### Consignes de l'exercice
#1 D'après le texte du document, quelle quantité de déchets ne faut-il pas rejeter dans la nature ?
#2 Reformulez sous forme de liste concise le paragraphe du texte du document commençant par « De quoi avons-nous véritablement besoin », en conservant ses idées principales.
#3 Recopiez fidèlement, dans le texte du document, le passage allant de « De quoi avons-nous » jusqu'à « toutes nos différences. ».

De quoi avons-nous véritablement besoin ? Comment le produit-on pour ne pas prendre à la nature plus que ce qu’elle peut reconstituer ni rejeter davantage de déchets qu’elle ne peut les absorber ? Si l’on ne fait plus la compétition pour stimuler nos économies, à quel jeu joue-t-on alors ? On coopère ? Autant de nouvelles formations, de nouveaux métiers, de savoirs-faire, de techniques à déployer. Autant d’emplois et d’activité pour que tout le monde participe à ce défi qui nous met toutes et tous au pied du mur par delà toutes nos différences.

### Lignes affichées
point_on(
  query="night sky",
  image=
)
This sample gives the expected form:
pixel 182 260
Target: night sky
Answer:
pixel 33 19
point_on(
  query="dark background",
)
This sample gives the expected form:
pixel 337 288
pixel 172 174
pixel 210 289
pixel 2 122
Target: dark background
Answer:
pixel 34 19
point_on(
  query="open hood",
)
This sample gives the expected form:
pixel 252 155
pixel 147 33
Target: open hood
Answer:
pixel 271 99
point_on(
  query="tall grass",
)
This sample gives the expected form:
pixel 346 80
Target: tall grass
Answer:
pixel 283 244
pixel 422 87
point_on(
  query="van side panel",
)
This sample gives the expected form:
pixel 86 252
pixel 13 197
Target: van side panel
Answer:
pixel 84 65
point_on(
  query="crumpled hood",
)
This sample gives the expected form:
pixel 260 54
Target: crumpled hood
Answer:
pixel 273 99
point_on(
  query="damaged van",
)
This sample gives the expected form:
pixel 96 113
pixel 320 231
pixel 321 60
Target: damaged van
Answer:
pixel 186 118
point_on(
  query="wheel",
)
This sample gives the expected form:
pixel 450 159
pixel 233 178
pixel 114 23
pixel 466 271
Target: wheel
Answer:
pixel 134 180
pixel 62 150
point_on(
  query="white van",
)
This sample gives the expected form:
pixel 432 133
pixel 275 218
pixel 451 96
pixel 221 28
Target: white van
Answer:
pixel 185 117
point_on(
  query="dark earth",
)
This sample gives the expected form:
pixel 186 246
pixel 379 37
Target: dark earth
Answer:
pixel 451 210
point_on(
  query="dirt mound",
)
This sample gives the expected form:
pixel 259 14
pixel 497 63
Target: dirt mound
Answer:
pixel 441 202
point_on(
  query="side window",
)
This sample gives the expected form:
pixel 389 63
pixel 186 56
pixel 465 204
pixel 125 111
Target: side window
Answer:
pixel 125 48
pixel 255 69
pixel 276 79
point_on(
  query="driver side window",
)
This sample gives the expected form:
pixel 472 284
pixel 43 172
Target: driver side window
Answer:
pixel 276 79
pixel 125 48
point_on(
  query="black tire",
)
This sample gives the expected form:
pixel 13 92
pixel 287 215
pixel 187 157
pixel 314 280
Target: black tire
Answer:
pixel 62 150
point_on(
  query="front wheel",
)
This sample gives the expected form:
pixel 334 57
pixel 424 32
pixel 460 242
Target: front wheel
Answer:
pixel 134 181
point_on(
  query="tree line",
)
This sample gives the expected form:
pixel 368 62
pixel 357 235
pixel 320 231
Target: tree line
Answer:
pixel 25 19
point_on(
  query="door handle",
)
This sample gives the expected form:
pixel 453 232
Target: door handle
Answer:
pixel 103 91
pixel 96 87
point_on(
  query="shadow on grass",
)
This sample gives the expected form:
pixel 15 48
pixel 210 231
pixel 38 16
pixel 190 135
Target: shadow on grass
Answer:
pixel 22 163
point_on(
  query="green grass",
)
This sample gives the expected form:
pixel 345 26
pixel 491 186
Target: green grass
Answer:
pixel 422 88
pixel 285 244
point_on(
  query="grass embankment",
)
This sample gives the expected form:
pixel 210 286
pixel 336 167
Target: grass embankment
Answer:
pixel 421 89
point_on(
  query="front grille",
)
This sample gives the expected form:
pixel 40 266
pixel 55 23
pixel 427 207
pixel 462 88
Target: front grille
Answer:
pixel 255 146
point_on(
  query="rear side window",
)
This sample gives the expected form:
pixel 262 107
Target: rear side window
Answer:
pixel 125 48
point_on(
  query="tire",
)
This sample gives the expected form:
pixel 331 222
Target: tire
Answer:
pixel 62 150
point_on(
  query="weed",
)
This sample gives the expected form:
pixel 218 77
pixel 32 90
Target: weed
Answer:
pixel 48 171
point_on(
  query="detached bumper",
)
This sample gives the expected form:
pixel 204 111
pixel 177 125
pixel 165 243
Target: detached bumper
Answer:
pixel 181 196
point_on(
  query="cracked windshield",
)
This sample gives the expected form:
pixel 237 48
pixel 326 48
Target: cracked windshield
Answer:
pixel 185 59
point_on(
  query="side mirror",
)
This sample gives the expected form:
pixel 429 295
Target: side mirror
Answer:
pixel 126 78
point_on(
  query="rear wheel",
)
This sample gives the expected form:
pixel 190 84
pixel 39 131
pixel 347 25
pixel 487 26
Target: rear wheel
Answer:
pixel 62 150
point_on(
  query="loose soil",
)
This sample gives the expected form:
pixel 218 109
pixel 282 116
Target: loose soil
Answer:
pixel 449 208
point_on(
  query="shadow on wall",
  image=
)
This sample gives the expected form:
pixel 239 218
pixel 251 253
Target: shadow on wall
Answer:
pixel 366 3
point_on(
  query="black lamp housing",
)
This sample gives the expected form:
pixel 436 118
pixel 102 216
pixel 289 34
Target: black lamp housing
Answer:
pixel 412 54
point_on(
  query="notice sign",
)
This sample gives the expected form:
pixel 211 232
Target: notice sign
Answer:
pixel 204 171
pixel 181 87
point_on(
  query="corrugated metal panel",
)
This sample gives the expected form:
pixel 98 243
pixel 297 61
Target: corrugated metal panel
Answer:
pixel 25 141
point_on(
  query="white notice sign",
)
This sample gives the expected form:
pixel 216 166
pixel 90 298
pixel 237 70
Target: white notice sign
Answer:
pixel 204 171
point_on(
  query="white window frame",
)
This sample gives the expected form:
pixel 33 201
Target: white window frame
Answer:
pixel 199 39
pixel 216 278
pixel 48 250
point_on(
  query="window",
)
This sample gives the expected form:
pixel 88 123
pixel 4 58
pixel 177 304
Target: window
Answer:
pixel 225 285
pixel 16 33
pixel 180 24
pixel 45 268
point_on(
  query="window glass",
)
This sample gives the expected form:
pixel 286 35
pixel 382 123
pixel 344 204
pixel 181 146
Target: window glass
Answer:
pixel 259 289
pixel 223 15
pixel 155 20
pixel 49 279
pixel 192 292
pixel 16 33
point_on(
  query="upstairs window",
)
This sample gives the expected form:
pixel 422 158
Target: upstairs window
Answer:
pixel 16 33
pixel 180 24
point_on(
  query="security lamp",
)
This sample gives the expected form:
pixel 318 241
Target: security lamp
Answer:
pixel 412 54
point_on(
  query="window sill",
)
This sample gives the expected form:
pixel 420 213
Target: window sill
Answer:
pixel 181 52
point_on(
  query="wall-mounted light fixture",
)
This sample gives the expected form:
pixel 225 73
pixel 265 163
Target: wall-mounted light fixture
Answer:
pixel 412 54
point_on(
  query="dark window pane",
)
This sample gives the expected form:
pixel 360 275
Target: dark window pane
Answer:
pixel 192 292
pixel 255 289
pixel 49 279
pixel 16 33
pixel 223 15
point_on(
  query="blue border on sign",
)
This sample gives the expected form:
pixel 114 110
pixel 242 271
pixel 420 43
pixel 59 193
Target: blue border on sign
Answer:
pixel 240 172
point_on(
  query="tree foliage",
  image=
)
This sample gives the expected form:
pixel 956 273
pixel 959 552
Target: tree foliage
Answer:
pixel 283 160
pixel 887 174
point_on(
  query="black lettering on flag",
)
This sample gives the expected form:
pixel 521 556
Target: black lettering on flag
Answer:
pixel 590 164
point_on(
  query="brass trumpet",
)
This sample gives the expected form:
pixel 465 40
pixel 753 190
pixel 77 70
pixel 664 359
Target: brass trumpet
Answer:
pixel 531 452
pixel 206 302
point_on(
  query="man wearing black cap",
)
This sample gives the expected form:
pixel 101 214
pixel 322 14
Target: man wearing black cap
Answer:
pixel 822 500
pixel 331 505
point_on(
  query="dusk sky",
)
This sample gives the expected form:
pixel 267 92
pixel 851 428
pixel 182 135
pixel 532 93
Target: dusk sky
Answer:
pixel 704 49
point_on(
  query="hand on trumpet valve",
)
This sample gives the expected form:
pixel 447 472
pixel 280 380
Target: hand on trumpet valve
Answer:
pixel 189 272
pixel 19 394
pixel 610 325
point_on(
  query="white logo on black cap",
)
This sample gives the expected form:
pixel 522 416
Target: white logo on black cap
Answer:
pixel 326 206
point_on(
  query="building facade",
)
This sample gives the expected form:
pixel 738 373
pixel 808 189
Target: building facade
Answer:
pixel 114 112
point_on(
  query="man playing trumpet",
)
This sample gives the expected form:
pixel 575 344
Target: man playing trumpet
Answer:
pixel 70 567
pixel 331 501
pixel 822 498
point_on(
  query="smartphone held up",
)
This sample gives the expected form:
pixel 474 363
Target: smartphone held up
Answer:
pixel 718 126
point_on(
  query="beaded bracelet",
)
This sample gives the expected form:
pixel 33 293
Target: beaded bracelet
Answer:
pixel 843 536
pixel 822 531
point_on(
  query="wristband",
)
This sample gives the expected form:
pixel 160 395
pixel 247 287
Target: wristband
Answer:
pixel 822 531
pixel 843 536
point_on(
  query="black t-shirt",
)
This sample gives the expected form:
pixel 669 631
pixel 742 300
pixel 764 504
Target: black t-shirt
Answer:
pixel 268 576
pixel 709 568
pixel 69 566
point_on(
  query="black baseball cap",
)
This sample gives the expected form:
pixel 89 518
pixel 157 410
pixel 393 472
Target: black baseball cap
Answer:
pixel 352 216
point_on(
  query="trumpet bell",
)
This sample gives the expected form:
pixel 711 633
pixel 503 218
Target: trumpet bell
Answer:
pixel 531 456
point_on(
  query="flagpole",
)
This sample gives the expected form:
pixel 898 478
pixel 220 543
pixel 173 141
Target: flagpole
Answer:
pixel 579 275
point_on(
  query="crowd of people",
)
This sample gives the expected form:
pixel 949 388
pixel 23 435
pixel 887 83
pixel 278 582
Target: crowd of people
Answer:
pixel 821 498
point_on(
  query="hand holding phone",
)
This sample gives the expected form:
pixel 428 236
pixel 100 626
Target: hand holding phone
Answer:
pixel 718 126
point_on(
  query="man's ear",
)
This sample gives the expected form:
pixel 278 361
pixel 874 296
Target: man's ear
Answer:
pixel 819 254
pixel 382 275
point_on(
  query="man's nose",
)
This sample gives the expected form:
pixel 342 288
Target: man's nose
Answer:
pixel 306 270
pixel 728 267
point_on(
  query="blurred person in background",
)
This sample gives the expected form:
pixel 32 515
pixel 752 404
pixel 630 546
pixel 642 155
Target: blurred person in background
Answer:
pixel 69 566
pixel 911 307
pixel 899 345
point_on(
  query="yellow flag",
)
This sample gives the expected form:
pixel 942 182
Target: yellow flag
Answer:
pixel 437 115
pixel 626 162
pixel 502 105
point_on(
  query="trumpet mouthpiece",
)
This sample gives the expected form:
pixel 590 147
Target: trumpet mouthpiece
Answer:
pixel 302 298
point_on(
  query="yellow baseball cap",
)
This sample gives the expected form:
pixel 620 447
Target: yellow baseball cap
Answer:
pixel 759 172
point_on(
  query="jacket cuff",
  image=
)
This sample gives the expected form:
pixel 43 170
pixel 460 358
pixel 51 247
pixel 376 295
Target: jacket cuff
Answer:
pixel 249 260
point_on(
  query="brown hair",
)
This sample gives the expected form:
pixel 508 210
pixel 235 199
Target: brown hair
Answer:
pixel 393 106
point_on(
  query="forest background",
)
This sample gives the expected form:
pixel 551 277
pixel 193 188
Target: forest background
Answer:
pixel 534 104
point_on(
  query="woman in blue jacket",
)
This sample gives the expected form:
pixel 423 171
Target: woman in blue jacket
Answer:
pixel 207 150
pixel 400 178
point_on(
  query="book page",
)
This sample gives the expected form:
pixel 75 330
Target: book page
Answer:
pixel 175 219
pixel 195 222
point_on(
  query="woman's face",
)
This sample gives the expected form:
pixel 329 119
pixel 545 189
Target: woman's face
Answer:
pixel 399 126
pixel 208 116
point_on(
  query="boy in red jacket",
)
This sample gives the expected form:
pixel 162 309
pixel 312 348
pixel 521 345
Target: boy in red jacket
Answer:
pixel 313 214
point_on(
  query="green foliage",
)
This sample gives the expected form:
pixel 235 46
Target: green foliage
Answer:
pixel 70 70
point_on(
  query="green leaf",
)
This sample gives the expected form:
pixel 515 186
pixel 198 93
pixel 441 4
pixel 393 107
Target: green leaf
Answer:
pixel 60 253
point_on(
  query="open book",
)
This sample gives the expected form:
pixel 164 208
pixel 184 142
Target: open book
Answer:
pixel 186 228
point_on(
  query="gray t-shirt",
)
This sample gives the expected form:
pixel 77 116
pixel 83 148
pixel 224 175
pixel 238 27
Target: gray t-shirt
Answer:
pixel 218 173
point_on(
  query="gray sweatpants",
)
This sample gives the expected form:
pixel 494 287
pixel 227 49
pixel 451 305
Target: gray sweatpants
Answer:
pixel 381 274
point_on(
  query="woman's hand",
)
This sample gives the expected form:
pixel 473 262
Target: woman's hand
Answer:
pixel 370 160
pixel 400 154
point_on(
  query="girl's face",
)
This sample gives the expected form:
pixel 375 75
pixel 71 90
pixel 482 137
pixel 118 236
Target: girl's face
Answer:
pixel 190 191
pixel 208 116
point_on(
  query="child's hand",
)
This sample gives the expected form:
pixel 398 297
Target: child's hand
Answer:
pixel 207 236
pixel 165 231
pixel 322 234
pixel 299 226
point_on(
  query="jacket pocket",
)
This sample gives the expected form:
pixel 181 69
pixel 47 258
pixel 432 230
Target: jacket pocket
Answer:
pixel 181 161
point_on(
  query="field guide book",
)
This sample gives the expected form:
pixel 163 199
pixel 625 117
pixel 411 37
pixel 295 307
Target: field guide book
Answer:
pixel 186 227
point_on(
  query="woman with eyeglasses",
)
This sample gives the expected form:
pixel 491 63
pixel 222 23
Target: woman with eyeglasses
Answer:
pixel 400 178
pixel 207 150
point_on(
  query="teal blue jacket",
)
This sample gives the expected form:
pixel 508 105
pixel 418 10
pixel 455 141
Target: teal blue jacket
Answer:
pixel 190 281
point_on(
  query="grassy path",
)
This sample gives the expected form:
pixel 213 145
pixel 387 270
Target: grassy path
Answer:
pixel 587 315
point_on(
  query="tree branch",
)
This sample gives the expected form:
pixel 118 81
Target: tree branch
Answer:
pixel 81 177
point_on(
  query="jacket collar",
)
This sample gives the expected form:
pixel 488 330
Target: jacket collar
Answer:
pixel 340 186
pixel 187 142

### Réponses par consigne
#1 Pas davantage de déchets qu'elle ne peut en absorber.

#2
- Déterminer nos besoins réels.
- Produire sans prendre à la nature plus qu'elle ne peut reconstituer ni rejeter plus de déchets qu'elle ne peut absorber.
- Remplacer la compétition économique, peut-être par la coopération.
- Développer de nouvelles formations, de nouveaux métiers, savoir-faire et techniques.
- Créer ainsi des emplois et de l'activité pour que chacun participe à ce défi commun, au-delà des différences.

#3
De quoi avons-nous véritablement besoin ? Comment le produit-on pour ne pas prendre à la nature plus que ce qu’elle peut reconstituer ni rejeter davantage de déchets qu’elle ne peut les absorber ? Si l’on ne fait plus la compétition pour stimuler nos économies, à quel jeu joue-t-on alors ? On coopère ? Autant de nouvelles formations, de nouveaux métiers, de savoirs-faire, de techniques à déployer. Autant d’emplois et d’activité pour que tout le monde participe à ce défi qui nous met toutes et tous au pied du mur par delà toutes nos différences.